## What is being asked
Report how many lines in the records hold the string "below"; give the number and nothing else.

## Natural-language object grounding data

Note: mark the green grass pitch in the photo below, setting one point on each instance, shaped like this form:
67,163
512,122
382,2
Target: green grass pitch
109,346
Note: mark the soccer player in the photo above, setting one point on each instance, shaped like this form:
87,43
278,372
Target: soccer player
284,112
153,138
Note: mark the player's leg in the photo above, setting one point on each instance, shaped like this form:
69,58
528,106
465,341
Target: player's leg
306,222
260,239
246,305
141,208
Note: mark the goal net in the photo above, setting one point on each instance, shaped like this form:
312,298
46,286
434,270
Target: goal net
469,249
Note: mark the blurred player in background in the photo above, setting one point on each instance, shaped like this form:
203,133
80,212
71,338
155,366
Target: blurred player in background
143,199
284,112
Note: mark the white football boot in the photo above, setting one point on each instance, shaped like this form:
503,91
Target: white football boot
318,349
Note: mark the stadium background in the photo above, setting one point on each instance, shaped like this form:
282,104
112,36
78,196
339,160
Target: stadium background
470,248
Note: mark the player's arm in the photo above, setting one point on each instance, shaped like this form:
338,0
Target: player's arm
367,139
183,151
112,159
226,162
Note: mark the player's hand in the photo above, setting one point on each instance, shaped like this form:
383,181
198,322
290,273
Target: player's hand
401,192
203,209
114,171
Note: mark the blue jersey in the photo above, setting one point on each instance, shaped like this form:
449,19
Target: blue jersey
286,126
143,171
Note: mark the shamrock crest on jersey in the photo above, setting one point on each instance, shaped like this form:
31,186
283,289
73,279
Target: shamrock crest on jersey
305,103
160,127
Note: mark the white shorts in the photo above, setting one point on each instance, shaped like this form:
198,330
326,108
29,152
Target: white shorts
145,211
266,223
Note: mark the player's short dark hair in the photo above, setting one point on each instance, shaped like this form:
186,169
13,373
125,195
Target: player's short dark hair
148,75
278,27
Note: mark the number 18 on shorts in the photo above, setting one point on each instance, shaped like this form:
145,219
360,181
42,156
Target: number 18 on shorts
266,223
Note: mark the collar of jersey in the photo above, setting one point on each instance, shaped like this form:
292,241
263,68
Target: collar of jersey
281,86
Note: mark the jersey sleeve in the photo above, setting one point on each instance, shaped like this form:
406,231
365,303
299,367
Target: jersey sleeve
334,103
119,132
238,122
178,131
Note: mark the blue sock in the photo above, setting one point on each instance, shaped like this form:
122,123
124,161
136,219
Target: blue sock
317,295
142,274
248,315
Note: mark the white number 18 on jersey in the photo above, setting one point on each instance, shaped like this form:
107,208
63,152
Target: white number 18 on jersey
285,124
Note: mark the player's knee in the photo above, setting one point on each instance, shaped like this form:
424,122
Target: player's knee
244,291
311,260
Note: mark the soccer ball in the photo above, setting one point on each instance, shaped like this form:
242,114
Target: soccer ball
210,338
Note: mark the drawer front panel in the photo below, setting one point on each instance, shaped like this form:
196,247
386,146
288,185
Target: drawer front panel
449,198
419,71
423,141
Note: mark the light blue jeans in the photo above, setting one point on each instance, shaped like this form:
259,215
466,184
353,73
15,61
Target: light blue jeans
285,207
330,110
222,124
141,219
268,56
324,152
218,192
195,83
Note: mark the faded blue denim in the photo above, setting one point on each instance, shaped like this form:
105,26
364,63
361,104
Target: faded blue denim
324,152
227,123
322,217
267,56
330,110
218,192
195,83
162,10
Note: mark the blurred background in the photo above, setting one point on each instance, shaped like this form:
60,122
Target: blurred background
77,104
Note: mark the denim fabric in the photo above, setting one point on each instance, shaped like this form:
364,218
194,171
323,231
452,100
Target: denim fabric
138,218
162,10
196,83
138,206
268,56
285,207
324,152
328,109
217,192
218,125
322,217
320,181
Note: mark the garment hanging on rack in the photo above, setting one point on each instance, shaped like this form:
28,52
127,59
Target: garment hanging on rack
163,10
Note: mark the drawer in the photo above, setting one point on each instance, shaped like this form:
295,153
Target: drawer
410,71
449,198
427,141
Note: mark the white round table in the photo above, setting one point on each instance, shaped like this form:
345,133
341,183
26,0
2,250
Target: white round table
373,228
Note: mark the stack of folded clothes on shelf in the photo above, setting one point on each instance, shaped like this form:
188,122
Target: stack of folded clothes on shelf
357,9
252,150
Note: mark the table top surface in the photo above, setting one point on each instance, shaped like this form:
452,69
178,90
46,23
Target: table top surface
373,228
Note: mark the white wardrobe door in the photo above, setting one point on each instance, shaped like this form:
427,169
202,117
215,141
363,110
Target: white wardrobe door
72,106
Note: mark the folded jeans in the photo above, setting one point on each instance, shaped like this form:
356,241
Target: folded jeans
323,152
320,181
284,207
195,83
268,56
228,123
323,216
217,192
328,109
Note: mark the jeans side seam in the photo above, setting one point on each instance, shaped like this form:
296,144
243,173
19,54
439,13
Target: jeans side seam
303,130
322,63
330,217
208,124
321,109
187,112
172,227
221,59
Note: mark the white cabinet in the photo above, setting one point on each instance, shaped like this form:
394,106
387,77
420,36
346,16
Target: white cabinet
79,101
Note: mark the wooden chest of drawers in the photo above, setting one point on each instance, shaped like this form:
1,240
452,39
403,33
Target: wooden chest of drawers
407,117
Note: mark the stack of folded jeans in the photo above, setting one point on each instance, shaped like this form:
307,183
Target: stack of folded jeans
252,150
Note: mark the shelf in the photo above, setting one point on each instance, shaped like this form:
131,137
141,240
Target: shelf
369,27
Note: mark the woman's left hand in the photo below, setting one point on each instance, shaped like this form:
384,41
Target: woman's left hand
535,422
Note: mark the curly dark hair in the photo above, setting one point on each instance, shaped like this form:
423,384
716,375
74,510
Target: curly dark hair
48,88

## Solution to the exercise
3